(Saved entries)
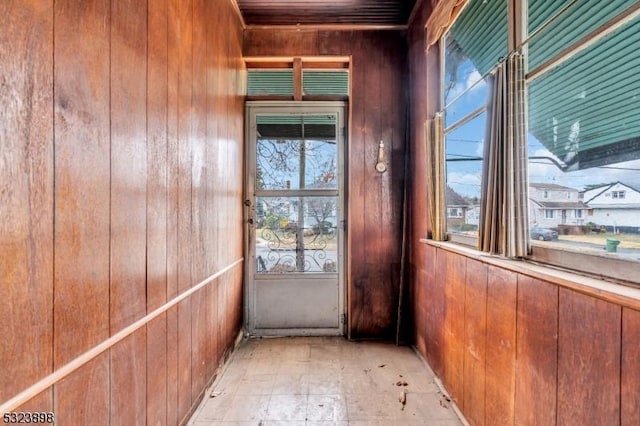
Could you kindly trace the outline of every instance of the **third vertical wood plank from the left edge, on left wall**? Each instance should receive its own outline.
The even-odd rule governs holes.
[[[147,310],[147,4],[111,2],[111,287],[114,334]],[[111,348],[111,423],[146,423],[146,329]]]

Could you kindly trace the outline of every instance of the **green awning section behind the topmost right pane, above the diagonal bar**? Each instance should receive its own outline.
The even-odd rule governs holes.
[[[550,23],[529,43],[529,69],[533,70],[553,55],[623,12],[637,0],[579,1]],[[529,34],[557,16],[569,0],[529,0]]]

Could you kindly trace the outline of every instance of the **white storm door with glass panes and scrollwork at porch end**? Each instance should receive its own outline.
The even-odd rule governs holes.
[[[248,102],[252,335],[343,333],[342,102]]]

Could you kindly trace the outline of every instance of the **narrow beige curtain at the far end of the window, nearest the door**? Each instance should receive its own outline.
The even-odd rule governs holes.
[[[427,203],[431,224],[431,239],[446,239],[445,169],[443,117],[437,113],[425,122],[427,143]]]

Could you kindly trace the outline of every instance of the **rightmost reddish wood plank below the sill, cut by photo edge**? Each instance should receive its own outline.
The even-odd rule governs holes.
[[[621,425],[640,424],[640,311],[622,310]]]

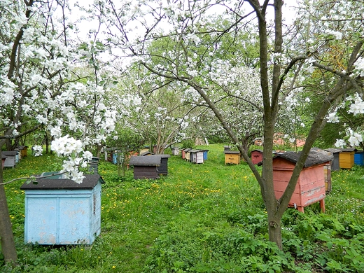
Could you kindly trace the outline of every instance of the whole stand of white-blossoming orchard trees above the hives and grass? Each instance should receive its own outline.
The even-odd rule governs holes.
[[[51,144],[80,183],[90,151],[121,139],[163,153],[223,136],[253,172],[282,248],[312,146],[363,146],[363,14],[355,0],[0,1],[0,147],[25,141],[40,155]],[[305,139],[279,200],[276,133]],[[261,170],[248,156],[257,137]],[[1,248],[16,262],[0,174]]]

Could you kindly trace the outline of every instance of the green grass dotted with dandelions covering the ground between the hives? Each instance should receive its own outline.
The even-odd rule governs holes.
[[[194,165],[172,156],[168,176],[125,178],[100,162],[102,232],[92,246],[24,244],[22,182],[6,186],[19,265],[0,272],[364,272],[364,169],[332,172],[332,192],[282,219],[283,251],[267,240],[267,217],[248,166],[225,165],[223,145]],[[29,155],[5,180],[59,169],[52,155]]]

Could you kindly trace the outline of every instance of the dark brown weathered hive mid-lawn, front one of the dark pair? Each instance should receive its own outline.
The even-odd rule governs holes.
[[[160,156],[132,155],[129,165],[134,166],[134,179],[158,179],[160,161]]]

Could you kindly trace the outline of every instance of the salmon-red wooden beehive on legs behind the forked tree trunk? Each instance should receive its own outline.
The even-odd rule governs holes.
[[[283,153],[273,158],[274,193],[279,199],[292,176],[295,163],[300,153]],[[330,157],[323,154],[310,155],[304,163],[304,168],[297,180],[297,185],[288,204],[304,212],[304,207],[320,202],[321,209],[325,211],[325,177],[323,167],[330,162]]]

* * *

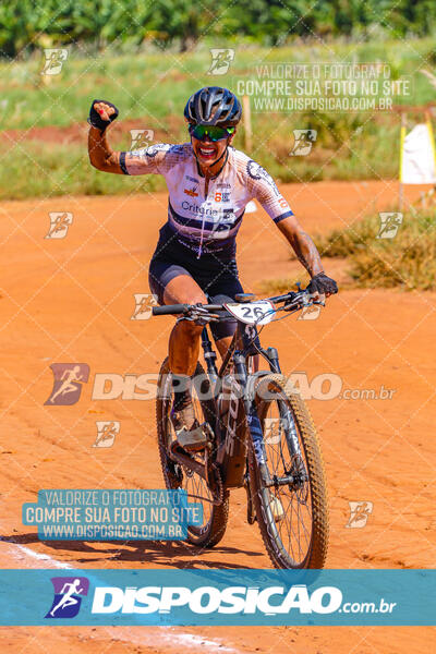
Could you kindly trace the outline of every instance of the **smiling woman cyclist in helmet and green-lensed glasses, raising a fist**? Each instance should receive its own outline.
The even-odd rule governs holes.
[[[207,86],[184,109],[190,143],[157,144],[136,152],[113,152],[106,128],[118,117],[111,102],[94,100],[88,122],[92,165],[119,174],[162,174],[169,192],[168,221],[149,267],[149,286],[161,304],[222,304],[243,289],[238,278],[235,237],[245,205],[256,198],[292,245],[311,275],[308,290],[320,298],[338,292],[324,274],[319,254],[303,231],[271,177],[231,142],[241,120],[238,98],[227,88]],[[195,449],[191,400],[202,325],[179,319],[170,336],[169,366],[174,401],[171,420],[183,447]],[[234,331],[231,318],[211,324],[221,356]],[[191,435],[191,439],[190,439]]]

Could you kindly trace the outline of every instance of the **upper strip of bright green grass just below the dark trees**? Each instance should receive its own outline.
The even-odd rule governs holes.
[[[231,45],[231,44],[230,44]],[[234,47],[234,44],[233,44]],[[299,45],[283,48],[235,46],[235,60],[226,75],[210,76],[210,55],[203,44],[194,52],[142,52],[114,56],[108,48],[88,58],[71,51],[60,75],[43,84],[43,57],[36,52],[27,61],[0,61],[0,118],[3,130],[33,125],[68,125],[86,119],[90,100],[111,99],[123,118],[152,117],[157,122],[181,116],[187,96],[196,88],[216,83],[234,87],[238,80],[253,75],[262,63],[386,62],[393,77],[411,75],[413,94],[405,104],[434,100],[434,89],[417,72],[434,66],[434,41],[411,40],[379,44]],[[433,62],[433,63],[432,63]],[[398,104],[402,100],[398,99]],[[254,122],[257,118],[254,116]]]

Activity »
Only the count belongs in your answer, so please work out how many lines of the data contain "dark".

Response to this exercise »
2